▶ [Do this] Collect every line of the material below that contains the string "desk", and copy each of those lines in full.

▶ [Exercise input]
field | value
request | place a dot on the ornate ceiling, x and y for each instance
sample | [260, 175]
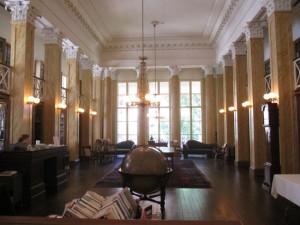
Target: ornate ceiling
[191, 32]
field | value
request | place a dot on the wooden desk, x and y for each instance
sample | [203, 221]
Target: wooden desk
[43, 171]
[287, 186]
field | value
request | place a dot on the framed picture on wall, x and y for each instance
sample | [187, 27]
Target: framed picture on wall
[2, 50]
[7, 54]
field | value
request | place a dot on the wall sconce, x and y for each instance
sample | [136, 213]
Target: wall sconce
[80, 110]
[246, 104]
[32, 100]
[222, 111]
[270, 97]
[61, 106]
[231, 109]
[93, 113]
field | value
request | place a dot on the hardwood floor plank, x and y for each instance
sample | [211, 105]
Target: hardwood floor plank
[235, 195]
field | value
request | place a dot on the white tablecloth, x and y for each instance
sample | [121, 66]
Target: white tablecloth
[288, 186]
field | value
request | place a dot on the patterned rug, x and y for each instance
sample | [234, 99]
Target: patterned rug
[185, 175]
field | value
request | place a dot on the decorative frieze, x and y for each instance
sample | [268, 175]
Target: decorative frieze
[71, 52]
[255, 29]
[21, 10]
[239, 48]
[52, 35]
[277, 5]
[174, 70]
[227, 60]
[209, 70]
[85, 63]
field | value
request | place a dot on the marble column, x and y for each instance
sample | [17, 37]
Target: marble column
[86, 101]
[281, 65]
[219, 105]
[256, 89]
[22, 61]
[73, 101]
[52, 93]
[107, 113]
[210, 102]
[203, 109]
[174, 87]
[99, 106]
[240, 94]
[143, 120]
[228, 99]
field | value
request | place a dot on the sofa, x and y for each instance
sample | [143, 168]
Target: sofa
[197, 147]
[123, 147]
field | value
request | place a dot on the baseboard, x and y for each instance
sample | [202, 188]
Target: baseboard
[257, 172]
[242, 164]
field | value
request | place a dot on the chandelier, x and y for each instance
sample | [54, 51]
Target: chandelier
[143, 97]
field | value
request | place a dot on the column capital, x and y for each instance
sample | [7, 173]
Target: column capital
[255, 29]
[208, 69]
[174, 70]
[97, 71]
[21, 10]
[52, 35]
[85, 63]
[227, 60]
[219, 69]
[138, 70]
[238, 48]
[277, 5]
[110, 72]
[71, 52]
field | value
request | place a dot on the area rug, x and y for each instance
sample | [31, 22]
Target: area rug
[185, 175]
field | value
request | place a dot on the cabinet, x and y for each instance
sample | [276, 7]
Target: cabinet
[14, 185]
[272, 159]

▶ [Output below]
request | place a dot on the wooden desk, x and y for each instance
Target: wooden desk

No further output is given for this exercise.